**Task prompt:** Can you lay out the records from the line with "Point to the nose." up to and including the line with "x=216, y=291" as a JSON list of strings, one string per line, with blank lines left out?

A block of data:
____

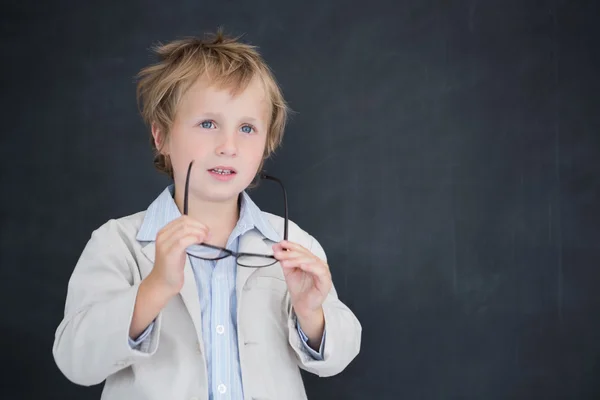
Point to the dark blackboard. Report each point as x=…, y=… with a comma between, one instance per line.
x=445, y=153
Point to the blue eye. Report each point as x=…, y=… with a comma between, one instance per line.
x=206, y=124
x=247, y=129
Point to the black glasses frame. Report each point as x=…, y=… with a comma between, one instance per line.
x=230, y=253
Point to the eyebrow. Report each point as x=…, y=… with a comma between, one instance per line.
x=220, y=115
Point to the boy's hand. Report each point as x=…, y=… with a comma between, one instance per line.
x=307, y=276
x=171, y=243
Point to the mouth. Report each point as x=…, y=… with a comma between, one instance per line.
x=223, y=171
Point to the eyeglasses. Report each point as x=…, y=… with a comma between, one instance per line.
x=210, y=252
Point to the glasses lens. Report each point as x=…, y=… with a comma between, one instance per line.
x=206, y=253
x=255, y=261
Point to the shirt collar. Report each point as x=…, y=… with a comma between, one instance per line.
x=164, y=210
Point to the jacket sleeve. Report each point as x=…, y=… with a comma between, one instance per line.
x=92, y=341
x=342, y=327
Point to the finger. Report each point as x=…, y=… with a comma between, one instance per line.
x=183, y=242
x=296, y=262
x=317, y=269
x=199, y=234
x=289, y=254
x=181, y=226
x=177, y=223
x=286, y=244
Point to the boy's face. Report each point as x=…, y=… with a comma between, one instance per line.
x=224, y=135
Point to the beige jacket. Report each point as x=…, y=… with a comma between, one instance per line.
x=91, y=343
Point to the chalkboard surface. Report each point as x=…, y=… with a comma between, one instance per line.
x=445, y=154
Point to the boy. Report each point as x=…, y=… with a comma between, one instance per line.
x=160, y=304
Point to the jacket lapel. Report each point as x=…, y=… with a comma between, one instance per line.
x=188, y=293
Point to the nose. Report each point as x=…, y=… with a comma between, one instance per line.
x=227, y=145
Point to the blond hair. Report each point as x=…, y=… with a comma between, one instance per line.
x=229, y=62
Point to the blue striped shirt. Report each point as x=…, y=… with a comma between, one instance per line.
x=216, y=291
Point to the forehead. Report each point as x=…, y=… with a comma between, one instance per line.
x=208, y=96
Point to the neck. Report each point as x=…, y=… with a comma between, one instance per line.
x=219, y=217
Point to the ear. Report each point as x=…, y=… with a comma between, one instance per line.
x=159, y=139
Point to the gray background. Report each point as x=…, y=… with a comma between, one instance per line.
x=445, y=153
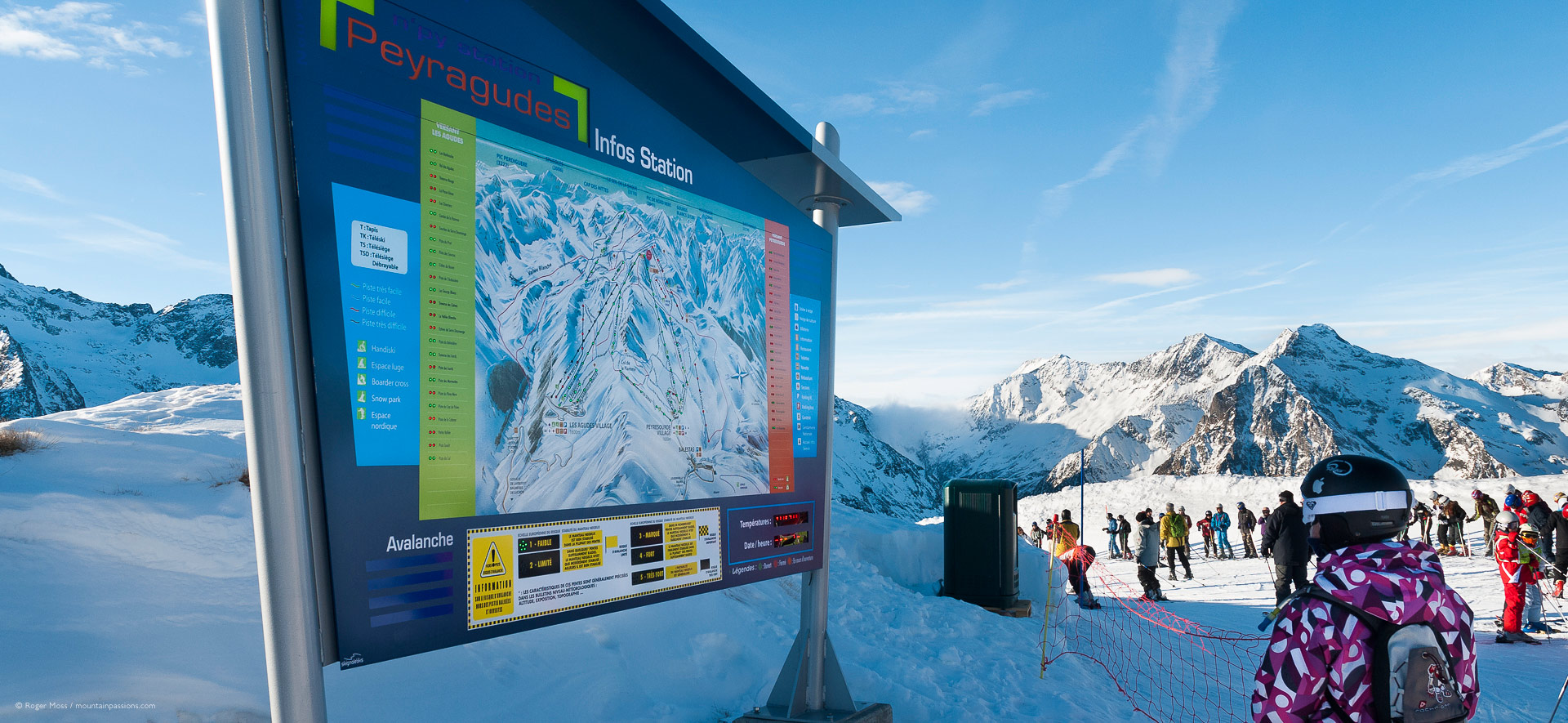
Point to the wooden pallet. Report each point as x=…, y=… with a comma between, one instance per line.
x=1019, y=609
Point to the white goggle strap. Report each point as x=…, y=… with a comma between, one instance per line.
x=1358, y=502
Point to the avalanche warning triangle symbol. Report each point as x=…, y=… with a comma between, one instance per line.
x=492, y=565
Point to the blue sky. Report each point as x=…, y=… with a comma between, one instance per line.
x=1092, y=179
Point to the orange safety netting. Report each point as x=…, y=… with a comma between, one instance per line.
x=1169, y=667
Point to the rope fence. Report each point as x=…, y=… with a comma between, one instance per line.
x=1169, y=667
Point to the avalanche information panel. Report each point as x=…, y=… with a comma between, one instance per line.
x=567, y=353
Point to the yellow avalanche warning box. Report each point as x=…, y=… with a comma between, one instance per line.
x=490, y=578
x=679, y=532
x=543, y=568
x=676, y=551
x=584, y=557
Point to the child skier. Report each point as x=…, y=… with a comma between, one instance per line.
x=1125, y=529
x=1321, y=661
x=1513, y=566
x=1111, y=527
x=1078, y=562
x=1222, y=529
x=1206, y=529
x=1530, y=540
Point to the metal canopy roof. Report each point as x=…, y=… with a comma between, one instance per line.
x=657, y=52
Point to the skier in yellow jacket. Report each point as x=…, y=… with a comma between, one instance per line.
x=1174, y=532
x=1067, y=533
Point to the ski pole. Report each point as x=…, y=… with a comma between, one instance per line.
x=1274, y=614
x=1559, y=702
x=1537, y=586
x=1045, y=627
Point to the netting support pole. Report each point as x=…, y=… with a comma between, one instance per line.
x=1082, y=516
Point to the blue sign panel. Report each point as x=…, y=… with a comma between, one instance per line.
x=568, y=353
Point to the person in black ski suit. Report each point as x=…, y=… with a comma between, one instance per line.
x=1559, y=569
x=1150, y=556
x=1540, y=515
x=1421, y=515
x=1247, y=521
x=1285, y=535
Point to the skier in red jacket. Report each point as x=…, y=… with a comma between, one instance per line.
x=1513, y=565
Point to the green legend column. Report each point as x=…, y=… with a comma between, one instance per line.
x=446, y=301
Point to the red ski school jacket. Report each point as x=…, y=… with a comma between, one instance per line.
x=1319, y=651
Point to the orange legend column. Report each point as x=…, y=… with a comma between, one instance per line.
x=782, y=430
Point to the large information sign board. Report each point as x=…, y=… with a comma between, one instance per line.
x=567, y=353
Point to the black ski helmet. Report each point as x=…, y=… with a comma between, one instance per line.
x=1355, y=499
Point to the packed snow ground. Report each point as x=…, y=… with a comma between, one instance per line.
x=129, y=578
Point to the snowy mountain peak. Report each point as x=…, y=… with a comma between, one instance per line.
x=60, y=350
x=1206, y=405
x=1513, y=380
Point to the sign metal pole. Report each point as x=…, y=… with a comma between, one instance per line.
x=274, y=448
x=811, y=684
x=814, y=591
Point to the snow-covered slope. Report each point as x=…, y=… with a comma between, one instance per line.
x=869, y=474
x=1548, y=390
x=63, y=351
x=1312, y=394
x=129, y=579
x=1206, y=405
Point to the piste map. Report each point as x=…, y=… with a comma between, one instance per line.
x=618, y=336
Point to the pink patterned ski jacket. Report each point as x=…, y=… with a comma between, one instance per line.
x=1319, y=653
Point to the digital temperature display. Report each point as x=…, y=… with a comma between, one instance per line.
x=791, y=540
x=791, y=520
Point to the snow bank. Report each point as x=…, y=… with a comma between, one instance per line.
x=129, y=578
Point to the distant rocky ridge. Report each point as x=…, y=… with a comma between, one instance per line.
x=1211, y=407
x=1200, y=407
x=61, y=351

____

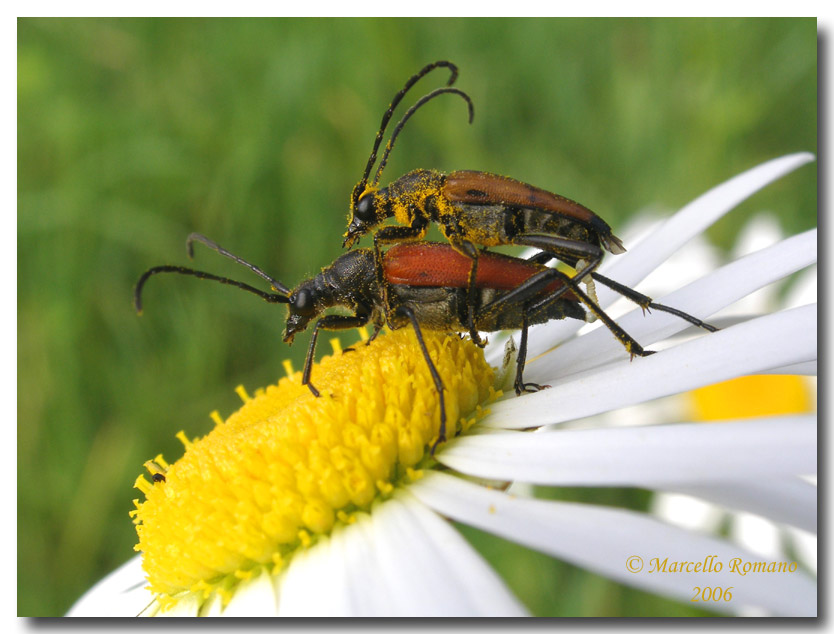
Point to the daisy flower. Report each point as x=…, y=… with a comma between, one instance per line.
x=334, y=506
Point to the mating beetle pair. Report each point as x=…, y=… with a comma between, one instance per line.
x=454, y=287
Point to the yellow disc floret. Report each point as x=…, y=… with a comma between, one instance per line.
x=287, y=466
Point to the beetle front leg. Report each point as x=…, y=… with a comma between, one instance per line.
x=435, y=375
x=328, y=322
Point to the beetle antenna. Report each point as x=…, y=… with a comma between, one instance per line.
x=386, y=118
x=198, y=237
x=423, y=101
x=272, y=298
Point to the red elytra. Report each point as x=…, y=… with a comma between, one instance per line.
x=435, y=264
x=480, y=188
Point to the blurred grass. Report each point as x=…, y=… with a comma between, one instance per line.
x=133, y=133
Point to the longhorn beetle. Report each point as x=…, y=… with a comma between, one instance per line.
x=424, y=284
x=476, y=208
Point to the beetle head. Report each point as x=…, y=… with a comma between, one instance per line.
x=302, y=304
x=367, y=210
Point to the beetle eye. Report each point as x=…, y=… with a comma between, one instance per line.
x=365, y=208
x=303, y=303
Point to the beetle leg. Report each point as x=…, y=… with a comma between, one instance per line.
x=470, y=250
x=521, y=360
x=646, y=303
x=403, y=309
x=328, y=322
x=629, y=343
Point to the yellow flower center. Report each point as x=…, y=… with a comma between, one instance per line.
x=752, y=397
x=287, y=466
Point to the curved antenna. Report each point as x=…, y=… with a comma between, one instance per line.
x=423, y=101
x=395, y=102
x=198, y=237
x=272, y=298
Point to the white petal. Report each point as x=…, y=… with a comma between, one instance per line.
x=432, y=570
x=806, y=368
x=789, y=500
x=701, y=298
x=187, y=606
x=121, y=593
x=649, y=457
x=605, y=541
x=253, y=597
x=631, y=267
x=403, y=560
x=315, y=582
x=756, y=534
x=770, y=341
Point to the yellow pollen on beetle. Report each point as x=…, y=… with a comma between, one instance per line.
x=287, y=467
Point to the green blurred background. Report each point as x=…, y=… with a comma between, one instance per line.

____

**Answer:**
[
  "Point to the nose. Report each point as x=…, y=… with a comma between, one instance per line.",
  "x=227, y=145",
  "Point to the blond hair. Report each point as x=…, y=… with a comma between, one instance per line.",
  "x=229, y=62",
  "Point to the blue striped shirt. Report each point as x=…, y=… with a comma between, one instance per line.",
  "x=216, y=291"
]